## 課題
以下の資料のすべての行を、「番号」と「行」の2列からなるMarkdownの表に変換してください。空行は除き、画像は表に含めないでください。

***** 抜粋資料 *****

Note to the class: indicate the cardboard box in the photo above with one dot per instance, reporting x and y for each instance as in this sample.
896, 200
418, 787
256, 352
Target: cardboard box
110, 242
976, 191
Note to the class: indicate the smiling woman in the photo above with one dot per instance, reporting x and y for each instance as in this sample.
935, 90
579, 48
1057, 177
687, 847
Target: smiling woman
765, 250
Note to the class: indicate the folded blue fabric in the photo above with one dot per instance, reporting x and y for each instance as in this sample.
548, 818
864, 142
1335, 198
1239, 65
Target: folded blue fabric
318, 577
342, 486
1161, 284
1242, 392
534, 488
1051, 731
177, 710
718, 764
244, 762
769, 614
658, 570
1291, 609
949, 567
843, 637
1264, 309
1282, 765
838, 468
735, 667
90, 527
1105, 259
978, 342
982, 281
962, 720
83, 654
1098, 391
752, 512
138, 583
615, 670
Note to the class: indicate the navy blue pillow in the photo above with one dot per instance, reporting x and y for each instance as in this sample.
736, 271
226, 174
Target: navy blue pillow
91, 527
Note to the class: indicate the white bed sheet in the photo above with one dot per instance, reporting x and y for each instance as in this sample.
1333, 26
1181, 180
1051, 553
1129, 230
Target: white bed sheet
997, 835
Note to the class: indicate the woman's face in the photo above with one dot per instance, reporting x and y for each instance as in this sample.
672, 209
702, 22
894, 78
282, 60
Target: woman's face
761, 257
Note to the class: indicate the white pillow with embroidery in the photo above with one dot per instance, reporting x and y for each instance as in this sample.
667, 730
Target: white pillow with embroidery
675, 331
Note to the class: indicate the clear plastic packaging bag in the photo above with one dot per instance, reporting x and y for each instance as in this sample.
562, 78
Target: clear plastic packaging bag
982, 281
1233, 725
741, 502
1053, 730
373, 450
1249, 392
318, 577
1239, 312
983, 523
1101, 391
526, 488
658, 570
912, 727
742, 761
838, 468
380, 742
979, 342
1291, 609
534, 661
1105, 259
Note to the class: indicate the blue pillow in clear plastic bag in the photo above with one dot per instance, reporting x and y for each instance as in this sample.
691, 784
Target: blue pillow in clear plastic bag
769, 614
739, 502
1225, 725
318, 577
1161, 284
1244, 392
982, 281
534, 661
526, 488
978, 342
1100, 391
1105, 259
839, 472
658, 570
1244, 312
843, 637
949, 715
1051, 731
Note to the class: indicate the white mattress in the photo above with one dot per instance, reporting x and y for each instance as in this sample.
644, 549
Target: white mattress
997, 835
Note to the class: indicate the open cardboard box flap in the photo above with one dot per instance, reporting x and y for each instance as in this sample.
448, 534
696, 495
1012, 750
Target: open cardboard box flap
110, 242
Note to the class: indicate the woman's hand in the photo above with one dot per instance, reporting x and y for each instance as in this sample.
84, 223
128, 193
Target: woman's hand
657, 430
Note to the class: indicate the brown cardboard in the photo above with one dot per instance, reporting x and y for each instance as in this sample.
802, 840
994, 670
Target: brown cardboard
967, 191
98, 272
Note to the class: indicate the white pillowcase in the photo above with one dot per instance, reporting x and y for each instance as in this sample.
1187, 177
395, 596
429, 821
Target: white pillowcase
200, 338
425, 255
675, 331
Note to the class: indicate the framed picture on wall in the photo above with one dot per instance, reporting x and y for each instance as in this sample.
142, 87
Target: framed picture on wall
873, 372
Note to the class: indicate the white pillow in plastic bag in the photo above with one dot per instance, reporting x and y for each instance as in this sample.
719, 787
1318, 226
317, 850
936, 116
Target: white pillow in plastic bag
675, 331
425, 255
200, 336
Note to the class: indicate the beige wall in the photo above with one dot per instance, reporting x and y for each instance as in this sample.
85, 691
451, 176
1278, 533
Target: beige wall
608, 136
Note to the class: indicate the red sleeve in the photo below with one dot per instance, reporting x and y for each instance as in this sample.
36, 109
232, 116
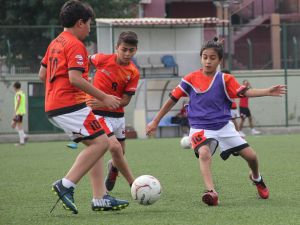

*****

## 解答全文
| 番号 | 行 |
|---|---|
| 1 | Note to the class: indicate the cardboard box in the photo above with one dot per instance, reporting x and y for each instance as in this sample. |
| 2 | 896, 200 |
| 3 | 418, 787 |
| 4 | 256, 352 |
| 5 | Target: cardboard box |
| 6 | 110, 242 |
| 7 | 976, 191 |
| 8 | Note to the class: indicate the smiling woman in the photo above with one dot per instance, reporting x and y for each instance as in this sample. |
| 9 | 935, 90 |
| 10 | 579, 48 |
| 11 | 1057, 177 |
| 12 | 687, 847 |
| 13 | Target: smiling woman |
| 14 | 765, 250 |
| 15 | Note to the class: indicate the folded blue fabric in the photo above with one dot per instance, reporting x and y for each instance as in this sample. |
| 16 | 548, 818 |
| 17 | 864, 142 |
| 18 | 1335, 198 |
| 19 | 1239, 65 |
| 20 | Target: folded blue fabric |
| 21 | 318, 577 |
| 22 | 342, 486 |
| 23 | 1161, 284 |
| 24 | 1242, 392 |
| 25 | 534, 488 |
| 26 | 1051, 731 |
| 27 | 177, 710 |
| 28 | 718, 764 |
| 29 | 244, 762 |
| 30 | 769, 614 |
| 31 | 658, 570 |
| 32 | 1291, 609 |
| 33 | 949, 567 |
| 34 | 843, 637 |
| 35 | 1264, 309 |
| 36 | 1282, 765 |
| 37 | 838, 468 |
| 38 | 735, 667 |
| 39 | 90, 527 |
| 40 | 1105, 259 |
| 41 | 978, 342 |
| 42 | 982, 281 |
| 43 | 962, 720 |
| 44 | 83, 654 |
| 45 | 1098, 391 |
| 46 | 752, 512 |
| 47 | 138, 583 |
| 48 | 615, 670 |
| 49 | Note to the class: indicate the navy blue pillow in the photo above with one dot per instance, reporting x and y for each instance as in this sample. |
| 50 | 736, 271 |
| 51 | 226, 174 |
| 52 | Target: navy blue pillow |
| 53 | 91, 527 |
| 54 | Note to the class: indicate the white bed sheet in the photo above with one dot per instance, reporting x and y for each instance as in this sample. |
| 55 | 1333, 26 |
| 56 | 1181, 180 |
| 57 | 1051, 553 |
| 58 | 1129, 230 |
| 59 | Target: white bed sheet |
| 60 | 997, 835 |
| 61 | Note to the class: indicate the woman's face in the photo above with one dot per instance, reporting x and y for each instance as in this sample. |
| 62 | 672, 209 |
| 63 | 702, 22 |
| 64 | 894, 78 |
| 65 | 282, 60 |
| 66 | Target: woman's face |
| 67 | 761, 257 |
| 68 | Note to the class: indicate the white pillow with embroidery in the photo above with one dot per instance, reporting x and y for each instance as in this sample. |
| 69 | 667, 730 |
| 70 | Target: white pillow with embroidery |
| 71 | 675, 331 |
| 72 | Note to the class: indicate the clear plastic packaging bag in the photo above with one dot per instance, reporting x and y for each instance as in this sample. |
| 73 | 562, 78 |
| 74 | Target: clear plastic packaging bag |
| 75 | 982, 281 |
| 76 | 1233, 725 |
| 77 | 741, 502 |
| 78 | 1053, 730 |
| 79 | 373, 450 |
| 80 | 1249, 392 |
| 81 | 318, 577 |
| 82 | 1239, 312 |
| 83 | 983, 523 |
| 84 | 1101, 391 |
| 85 | 526, 488 |
| 86 | 658, 570 |
| 87 | 912, 727 |
| 88 | 742, 761 |
| 89 | 838, 468 |
| 90 | 380, 742 |
| 91 | 979, 342 |
| 92 | 1291, 609 |
| 93 | 534, 661 |
| 94 | 1105, 259 |
| 95 | Note to the class: indicate the blue pillow in clear plastic bag in the photo above with one dot per instance, reporting x and y for each instance as in this sample. |
| 96 | 691, 784 |
| 97 | Target: blue pillow in clear plastic bag |
| 98 | 769, 614 |
| 99 | 739, 502 |
| 100 | 1225, 725 |
| 101 | 318, 577 |
| 102 | 1161, 284 |
| 103 | 1244, 392 |
| 104 | 982, 281 |
| 105 | 534, 661 |
| 106 | 526, 488 |
| 107 | 978, 342 |
| 108 | 1100, 391 |
| 109 | 1105, 259 |
| 110 | 839, 472 |
| 111 | 658, 570 |
| 112 | 1244, 312 |
| 113 | 843, 637 |
| 114 | 949, 715 |
| 115 | 1051, 731 |
| 116 | Note to the class: indicate the white mattress in the photo above with one dot per instance, reporting x and y for each instance as in this sample. |
| 117 | 644, 549 |
| 118 | Target: white mattress |
| 119 | 997, 835 |
| 120 | Note to the class: indicate the open cardboard box flap in the photo above with one dot per instance, reporting x and y for each instance as in this sample. |
| 121 | 448, 534 |
| 122 | 696, 495 |
| 123 | 1012, 750 |
| 124 | Target: open cardboard box flap |
| 125 | 110, 242 |
| 126 | Note to the class: indicate the woman's hand in the photo above with one dot per instance, reporting x and y for each instance as in this sample. |
| 127 | 84, 223 |
| 128 | 128, 193 |
| 129 | Target: woman's hand |
| 130 | 657, 430 |
| 131 | Note to the class: indicate the brown cardboard in the photo above with one dot per instance, reporting x and y for each instance as in this sample. |
| 132 | 802, 840 |
| 133 | 994, 670 |
| 134 | Target: brown cardboard |
| 135 | 967, 191 |
| 136 | 98, 272 |
| 137 | Note to the class: indicate the white pillowcase in the photo above with one dot per instance, reporting x and y for each instance as in this sample. |
| 138 | 1187, 177 |
| 139 | 395, 596 |
| 140 | 429, 821 |
| 141 | Target: white pillowcase |
| 142 | 200, 338 |
| 143 | 425, 255 |
| 144 | 675, 331 |
| 145 | Note to the class: indicate the framed picture on wall in the photo above with one dot per instance, reporting x and y for each instance as in this sample. |
| 146 | 142, 87 |
| 147 | Target: framed picture on wall |
| 148 | 873, 372 |
| 149 | Note to the class: indicate the white pillow in plastic bag in the photo above with one dot per instance, reporting x and y for each instance as in this sample. |
| 150 | 719, 787 |
| 151 | 1318, 226 |
| 152 | 317, 850 |
| 153 | 936, 116 |
| 154 | Target: white pillow in plastic bag |
| 155 | 675, 331 |
| 156 | 425, 255 |
| 157 | 200, 336 |
| 158 | Note to the class: indicate the beige wall in the photo above with one dot per instance, reporting x and y for each instance as in this sample. |
| 159 | 85, 691 |
| 160 | 451, 176 |
| 161 | 1278, 533 |
| 162 | Target: beige wall |
| 163 | 608, 136 |
| 164 | Note to the class: indicate the red sleeve in the photo below with one dot per instance, reporting x and y for each instance as in this sample. |
| 165 | 36, 109 |
| 166 | 232, 116 |